**Source records**:
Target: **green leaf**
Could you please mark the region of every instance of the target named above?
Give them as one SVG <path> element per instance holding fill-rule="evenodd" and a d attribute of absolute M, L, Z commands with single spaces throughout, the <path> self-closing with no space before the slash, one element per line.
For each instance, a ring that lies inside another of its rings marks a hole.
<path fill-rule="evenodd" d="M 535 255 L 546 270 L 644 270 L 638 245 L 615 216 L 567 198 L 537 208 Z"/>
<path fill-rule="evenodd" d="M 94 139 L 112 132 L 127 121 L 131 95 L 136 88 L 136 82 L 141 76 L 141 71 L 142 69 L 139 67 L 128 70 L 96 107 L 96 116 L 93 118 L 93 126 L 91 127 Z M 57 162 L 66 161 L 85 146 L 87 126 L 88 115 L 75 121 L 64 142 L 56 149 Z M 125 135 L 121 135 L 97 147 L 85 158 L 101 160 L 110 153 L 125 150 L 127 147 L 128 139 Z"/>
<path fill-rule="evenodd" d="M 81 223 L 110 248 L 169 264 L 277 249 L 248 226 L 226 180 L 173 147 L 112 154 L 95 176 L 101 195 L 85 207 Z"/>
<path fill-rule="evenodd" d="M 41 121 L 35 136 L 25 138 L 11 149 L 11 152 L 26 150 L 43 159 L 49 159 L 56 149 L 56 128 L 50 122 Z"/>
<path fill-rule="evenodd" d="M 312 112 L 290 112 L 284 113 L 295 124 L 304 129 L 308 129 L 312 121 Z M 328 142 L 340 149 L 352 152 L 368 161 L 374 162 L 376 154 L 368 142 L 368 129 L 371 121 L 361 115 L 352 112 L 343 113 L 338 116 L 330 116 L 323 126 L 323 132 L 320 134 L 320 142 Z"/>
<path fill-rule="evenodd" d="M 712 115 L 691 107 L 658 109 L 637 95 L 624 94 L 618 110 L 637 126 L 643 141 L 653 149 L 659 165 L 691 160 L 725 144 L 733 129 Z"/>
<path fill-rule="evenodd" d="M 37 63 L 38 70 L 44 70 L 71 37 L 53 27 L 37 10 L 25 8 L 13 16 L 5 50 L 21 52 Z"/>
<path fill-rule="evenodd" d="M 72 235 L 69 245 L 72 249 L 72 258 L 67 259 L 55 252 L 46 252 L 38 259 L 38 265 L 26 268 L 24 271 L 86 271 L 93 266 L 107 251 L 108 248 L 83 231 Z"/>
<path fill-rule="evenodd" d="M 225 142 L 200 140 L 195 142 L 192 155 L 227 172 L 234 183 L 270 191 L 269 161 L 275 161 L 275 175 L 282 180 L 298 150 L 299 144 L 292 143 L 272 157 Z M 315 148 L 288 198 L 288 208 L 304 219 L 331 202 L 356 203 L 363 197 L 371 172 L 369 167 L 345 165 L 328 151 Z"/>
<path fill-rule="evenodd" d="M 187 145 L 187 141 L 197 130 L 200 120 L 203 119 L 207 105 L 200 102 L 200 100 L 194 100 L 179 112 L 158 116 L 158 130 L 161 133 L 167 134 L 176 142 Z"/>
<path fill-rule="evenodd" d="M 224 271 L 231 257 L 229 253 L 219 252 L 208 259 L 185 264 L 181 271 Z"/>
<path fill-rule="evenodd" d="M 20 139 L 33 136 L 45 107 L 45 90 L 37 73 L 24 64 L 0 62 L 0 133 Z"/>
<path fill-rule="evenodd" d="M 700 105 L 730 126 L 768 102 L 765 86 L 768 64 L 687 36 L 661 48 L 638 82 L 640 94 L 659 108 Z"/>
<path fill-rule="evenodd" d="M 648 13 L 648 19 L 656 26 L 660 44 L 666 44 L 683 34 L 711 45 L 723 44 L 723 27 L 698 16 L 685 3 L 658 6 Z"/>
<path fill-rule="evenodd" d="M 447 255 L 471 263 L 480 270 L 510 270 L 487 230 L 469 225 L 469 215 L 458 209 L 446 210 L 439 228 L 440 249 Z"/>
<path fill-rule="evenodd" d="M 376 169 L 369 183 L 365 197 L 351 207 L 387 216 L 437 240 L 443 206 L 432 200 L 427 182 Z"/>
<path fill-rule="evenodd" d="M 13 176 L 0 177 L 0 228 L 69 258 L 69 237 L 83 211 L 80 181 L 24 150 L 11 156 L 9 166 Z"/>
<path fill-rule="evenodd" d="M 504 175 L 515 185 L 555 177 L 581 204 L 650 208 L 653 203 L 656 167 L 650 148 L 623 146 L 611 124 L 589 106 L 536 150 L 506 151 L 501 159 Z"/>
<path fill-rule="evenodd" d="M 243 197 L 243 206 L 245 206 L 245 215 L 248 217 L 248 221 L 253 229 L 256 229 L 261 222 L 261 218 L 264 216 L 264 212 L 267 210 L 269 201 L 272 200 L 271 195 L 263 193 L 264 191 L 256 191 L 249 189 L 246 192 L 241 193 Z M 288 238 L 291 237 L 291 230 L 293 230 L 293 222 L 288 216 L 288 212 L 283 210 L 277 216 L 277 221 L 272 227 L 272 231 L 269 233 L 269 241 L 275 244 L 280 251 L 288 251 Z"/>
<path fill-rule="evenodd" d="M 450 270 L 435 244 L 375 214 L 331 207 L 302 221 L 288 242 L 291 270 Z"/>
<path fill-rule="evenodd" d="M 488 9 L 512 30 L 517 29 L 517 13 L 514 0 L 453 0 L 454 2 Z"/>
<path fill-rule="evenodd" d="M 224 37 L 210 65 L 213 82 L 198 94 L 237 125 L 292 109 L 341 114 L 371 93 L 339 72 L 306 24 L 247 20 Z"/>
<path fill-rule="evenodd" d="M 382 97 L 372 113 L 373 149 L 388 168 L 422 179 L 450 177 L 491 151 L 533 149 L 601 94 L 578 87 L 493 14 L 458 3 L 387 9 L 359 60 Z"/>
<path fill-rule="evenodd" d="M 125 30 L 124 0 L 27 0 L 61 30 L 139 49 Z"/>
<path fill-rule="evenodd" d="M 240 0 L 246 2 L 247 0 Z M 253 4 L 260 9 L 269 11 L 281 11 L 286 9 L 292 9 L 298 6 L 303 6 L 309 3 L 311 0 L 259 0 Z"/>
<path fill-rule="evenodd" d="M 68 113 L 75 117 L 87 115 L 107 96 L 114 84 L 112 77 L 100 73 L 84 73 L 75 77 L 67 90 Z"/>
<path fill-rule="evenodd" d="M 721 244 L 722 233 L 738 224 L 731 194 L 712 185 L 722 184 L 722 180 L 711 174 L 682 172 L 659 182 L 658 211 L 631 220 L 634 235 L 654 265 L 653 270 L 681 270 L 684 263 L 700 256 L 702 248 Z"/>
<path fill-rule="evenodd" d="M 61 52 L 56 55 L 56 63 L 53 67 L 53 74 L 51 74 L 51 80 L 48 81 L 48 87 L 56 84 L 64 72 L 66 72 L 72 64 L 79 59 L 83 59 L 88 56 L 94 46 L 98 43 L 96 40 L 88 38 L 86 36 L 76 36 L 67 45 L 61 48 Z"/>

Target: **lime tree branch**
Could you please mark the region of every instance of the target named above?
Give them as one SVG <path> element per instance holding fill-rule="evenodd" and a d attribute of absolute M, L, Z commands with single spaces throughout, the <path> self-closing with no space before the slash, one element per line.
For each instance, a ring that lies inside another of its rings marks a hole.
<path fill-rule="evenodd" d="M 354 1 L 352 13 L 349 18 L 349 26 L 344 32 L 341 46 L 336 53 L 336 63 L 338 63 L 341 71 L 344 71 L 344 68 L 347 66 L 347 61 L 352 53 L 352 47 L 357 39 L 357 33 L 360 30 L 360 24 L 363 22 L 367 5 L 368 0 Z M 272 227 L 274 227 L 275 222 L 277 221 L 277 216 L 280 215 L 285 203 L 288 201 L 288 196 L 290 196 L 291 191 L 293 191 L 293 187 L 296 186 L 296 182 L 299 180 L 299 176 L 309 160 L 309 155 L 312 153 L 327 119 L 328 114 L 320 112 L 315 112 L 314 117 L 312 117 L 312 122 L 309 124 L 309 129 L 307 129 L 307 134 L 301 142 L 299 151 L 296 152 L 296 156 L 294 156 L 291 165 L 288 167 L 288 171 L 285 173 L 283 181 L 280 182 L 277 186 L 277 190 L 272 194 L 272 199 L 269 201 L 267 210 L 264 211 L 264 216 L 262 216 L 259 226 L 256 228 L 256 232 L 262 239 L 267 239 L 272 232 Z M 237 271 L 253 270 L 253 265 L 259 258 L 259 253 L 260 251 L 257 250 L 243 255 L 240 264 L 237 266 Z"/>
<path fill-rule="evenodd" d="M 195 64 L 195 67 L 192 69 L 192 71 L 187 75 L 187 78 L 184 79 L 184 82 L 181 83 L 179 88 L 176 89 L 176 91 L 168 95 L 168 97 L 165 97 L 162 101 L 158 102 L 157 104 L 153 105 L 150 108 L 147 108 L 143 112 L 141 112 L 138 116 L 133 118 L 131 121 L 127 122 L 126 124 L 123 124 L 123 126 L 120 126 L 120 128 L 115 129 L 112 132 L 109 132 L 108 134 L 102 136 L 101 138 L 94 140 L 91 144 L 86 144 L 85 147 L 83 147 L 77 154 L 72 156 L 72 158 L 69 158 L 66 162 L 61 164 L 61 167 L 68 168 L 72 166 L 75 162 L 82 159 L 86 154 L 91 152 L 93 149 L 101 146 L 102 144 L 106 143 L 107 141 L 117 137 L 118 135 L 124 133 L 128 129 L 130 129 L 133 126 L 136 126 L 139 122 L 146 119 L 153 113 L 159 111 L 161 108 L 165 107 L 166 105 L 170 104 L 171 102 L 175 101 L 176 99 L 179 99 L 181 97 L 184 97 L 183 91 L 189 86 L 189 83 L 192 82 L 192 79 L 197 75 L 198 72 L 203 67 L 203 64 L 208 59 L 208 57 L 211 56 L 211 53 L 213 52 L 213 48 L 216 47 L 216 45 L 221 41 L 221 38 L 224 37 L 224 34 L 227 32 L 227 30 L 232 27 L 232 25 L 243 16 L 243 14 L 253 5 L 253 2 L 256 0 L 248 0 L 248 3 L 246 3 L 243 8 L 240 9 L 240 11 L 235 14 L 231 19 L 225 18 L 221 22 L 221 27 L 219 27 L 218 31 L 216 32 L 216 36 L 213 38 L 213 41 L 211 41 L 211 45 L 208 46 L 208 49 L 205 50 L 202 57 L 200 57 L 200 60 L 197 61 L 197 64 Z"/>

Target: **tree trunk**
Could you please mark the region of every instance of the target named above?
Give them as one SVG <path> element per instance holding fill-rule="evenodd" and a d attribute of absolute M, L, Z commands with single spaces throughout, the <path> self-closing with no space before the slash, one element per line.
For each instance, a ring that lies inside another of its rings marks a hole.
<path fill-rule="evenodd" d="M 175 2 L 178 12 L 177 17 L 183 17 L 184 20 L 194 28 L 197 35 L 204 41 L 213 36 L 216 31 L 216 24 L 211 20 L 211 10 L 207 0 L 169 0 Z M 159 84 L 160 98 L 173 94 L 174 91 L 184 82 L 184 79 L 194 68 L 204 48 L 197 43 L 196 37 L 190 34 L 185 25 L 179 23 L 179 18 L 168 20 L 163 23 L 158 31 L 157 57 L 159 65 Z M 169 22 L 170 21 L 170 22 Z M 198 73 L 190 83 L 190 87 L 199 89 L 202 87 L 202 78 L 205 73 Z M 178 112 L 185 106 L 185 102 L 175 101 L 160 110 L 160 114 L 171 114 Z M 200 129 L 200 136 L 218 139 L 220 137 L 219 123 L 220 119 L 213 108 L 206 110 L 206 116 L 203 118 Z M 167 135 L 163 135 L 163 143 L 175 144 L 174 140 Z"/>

**WHAT TO PRODUCE**: Arrange the lines of the entries above as a numbered list, from the first line up to and including the line containing "535 255 L 546", with any blank lines left out.

**SOLUTION TO THIS PROBLEM**:
1. Target: **green leaf**
2. Could you please mark the region of every instance of the target named above?
3. Give them as one SVG <path> element per instance holding fill-rule="evenodd" and a d attribute of absolute M, L, Z commands with single spaces throughout, the <path> self-closing with no space before the slash, one element per line.
4. For each instance, a ring that lies inside another of its rings marks a hole.
5. <path fill-rule="evenodd" d="M 535 255 L 546 270 L 644 270 L 638 245 L 615 216 L 567 198 L 537 208 Z"/>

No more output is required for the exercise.